An exact transcription of each entry below is required, without any pictures.

___ Data for review ___

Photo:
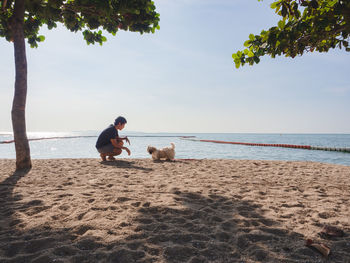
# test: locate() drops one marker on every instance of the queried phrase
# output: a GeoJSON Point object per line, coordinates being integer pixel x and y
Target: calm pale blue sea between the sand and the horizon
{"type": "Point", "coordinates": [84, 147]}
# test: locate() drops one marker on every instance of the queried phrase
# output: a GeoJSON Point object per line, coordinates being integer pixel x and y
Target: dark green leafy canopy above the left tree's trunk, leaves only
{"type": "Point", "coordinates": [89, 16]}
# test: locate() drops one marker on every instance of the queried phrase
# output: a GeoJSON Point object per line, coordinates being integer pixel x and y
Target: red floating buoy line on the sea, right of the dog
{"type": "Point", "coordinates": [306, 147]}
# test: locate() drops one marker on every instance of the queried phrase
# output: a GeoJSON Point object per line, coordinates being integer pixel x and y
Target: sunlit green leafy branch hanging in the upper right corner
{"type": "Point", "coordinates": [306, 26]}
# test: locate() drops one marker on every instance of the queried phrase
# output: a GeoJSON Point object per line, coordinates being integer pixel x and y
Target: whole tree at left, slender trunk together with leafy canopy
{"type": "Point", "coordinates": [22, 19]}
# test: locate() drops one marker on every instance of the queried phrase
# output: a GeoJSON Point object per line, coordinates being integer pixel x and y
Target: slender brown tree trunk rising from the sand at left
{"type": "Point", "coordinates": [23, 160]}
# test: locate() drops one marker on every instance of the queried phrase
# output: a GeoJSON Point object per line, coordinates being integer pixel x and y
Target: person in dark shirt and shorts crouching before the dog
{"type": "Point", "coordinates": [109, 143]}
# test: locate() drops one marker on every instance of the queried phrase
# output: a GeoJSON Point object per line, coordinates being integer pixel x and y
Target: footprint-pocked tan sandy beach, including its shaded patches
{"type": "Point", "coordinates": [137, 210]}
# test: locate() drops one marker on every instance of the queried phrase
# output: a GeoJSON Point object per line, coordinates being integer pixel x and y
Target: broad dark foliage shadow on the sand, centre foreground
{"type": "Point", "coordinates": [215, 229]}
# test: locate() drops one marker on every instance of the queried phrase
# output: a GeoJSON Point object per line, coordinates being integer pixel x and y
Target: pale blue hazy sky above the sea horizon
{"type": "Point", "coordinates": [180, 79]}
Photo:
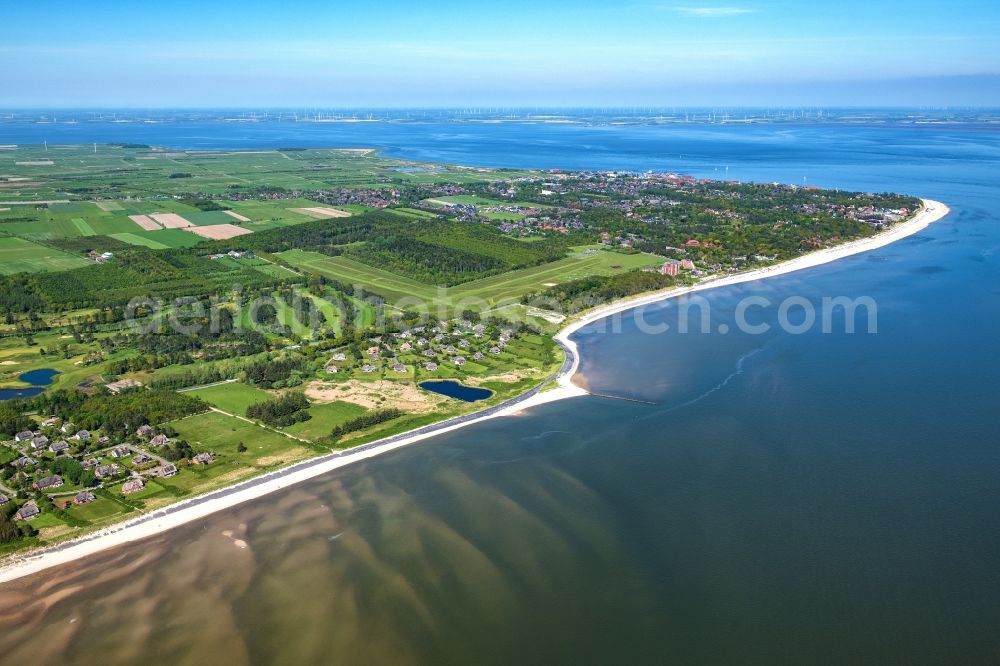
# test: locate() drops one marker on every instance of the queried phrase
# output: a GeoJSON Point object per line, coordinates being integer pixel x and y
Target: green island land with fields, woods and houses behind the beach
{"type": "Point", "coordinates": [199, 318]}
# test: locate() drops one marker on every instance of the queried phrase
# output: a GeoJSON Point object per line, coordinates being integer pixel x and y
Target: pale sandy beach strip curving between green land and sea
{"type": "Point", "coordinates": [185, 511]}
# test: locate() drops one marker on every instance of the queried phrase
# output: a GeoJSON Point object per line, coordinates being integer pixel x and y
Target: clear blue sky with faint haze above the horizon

___

→ **Answer section**
Photo:
# test: locate() drops one marker on every instance of the queried phrase
# output: a GeoJSON Point object per line, coordinates being integer pixel x and y
Target: calm pale blue sea between the sand and the horizon
{"type": "Point", "coordinates": [84, 147]}
# test: locate() drops one marker on every instance of the queried phrase
# output: a GeoJSON Point object per line, coordinates being integer pixel x and y
Target: dark green leafy canopy above the left tree's trunk, leaves only
{"type": "Point", "coordinates": [89, 16]}
# test: locate() drops one marker on every instance of the queried phrase
# output: a GeoJSON Point object per line, coordinates being integer pixel x and y
Target: red floating buoy line on the sea, right of the dog
{"type": "Point", "coordinates": [306, 147]}
# test: locate() drops one marker on every instance of the queried phrase
# output: a GeoJSON Point object per line, coordinates being integer pixel x and y
Target: sunlit green leafy branch hanging in the upper right corner
{"type": "Point", "coordinates": [306, 26]}
# test: locate() drops one marker on every instance of the queried phrase
# output: a GeoJSON Point object per line, coordinates being integer pixel x and y
Target: whole tree at left, slender trunk together with leafy canopy
{"type": "Point", "coordinates": [22, 19]}
# test: locate() drops one marker on every instance of the queried phrase
# output: a GeoJSON Point object per line, coordinates being integer pixel x and y
Target: slender brown tree trunk rising from the sand at left
{"type": "Point", "coordinates": [23, 160]}
# test: locate() drops one marker on every instance of the queried phrase
# output: a GeoJSON Point object per line, coordinates being integer pixel x and y
Target: person in dark shirt and shorts crouching before the dog
{"type": "Point", "coordinates": [109, 143]}
# test: locate() drops one marker on every instance of the queried phrase
# output: a GeoJSON Point object per line, coordinates being integer pixel x and y
Target: footprint-pocked tan sandy beach, including its shaded patches
{"type": "Point", "coordinates": [137, 210]}
# test: locate() drops one marker on every instance of the queried phrase
# output: a GeoJSON Point object per line, coordinates being integer pixel x and y
Target: broad dark foliage shadow on the sand, centre foreground
{"type": "Point", "coordinates": [215, 229]}
# test: locate() drops one marker on every instance of the queried phrase
# output: a GeoJSON Point object per line, coordinates being integer pixel x and y
Target: pale blue hazy sky above the sea horizon
{"type": "Point", "coordinates": [180, 79]}
Photo:
# test: locate() drops one marker on every instance of the queried phrase
# output: a GeoJSON Point object per line, coordinates being integer pixel x and y
Target: green island land with fields, woods and houses behind the beach
{"type": "Point", "coordinates": [199, 318]}
# test: locate() drops one marker on every instance of the queried phrase
# output: a GeoJSON Point object per line, coordinates being integer pixel x and y
Target: pale sandy beach strip curving between green land and sea
{"type": "Point", "coordinates": [185, 511]}
# test: locate() drops one marker on every instance of the queried phrase
# output: a GeoJSON Point object per line, coordinates being integer pixel x and y
Target: clear blue sky with faint haze above the horizon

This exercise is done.